• Action item A: Summarize the passage about the German cannabis march in two sentences.
• Action item B: Write the next part of the passage about the German cannabis march, picking up after its final sentence.

Chanting “Cannabis Normal” and “THC not AfD” (a reference to a far-right political group that has seen a rapid rise in Germany over the same period of time that cannabis has legalized here and who also opposes cannabis generally), the peaceful demonstration was upbeat, cheerful and polite with the same kinds of street theatre seen in local legalization marches since the 1960s.

As a result, and very much a populist as well as a political movement beyond the plant itself, cannabis protests and legalization have taken place within that environment in Germany so far, with some interesting hybrids.

In fact, the march organizers specifically thanked the police for their protection during the event (common at German hemp parades), and further specifically linked a legal cannabis industry to a safer, less violent society. One of the organizers, indeed was also there to promote the opening of his new CBD shop.

[Records contained in a dataset]

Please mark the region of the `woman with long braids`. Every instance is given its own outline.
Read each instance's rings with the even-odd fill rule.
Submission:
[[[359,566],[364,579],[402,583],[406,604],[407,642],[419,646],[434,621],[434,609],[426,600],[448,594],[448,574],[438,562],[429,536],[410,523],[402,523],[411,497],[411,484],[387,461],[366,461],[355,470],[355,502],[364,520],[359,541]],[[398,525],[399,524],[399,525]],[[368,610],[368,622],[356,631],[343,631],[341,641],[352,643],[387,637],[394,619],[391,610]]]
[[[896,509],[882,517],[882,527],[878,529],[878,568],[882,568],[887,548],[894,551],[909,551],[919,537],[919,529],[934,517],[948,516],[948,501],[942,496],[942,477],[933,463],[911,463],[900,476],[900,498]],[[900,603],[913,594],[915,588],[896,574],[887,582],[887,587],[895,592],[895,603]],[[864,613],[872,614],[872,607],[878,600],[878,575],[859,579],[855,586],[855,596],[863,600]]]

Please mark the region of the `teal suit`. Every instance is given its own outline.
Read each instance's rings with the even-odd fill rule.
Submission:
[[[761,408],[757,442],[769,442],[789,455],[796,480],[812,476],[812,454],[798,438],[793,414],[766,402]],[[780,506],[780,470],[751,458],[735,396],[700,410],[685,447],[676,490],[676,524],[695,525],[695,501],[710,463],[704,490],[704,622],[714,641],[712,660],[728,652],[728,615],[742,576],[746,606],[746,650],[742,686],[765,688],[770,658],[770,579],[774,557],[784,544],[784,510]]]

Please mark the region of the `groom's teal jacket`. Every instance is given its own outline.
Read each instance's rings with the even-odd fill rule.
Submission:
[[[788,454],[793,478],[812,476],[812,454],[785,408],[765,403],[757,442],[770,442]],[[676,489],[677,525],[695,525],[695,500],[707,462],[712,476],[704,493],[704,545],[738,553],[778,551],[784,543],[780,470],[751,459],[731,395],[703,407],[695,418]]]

• Response area A: A peaceful, upbeat cannabis demonstration in Germany featured chants such as "THC not AfD," a reference to a far-right group that opposes cannabis and has risen rapidly during the same period in which cannabis was legalized there. The organizers thanked the police for protecting the event and linked a legal cannabis industry to a safer, less violent society, and one of them was also there to promote the opening of his new CBD shop.

• Response area B:
The specific link to peace and a peaceful society is a theme that has not yet seen much global conversation in the new cannabis industry, but it is here in spades in the German market. Particularly as Germans respond to the rise in terrorist attacks here over the last seven years by supporting the banning of a Neo Nazi terror group (Combat 18 on January 23 – the same day as the allies liberated Auschwitz 75 years ago).

A new hybrid approach that specifically links public activism and peaceful free speech about cannabis to legal economic activity.As the conversation about many of these themes auf Deutsch, including the strong Israeli and Jewish presence in the global cannabis industry, continues to expand, it is taking on a very interesting tenor. Yes, Germans are as keen as anyone to be entrepreneurial, and have extra money to spare on consumer goods. But core to the German soul is also a conservative, thrifty approach to all things. Cannabis is one of the few “consumer goods” if not “medication” that appears to be challenging the rules if not culture in ways Germans are still interpreting.

One of the most powerful things about cannabis is its ability to heal. Many different kinds of wounds. And at least to Germans that is the way things are moving politically if not in the world of business. If this plant, in other words, can lower the national healthcare bill, take better care of Germans and create tax revenue that keeps the trains running on time, not to mention somehow ties into “clean” and “green” living, Germans are all for it. And in ways that are certainly “populist.”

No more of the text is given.